**Assigned task:** Find the word "moonlight" in the records below. List each line containing it.

● ● ● ●

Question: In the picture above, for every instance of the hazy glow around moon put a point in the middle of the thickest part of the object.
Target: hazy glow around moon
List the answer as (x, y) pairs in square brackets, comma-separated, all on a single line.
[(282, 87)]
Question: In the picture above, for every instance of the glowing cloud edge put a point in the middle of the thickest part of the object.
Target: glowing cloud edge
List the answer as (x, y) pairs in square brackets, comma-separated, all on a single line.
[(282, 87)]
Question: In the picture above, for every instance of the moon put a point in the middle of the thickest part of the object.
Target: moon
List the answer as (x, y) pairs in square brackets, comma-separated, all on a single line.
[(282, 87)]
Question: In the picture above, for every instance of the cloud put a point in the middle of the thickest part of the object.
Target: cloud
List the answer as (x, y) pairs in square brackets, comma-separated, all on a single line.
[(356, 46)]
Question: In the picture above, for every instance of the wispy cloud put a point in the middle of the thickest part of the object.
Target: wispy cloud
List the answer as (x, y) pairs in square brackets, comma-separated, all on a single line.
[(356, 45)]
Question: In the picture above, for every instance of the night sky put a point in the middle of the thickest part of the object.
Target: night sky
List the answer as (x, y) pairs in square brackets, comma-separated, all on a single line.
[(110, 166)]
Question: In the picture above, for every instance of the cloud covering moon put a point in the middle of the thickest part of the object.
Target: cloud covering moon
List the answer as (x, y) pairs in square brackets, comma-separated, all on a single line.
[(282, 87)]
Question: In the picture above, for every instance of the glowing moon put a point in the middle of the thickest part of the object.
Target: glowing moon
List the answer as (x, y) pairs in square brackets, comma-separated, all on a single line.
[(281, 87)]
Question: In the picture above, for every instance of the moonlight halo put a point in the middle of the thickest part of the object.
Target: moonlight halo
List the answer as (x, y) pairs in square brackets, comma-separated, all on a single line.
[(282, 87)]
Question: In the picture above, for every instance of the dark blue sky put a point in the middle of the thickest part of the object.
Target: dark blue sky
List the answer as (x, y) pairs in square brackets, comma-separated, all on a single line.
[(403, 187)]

● ● ● ●

**Problem solution:**
Question: In the picture above, for every instance of the moonlight halo put a point in the middle of the thickest part of the object.
Target: moonlight halo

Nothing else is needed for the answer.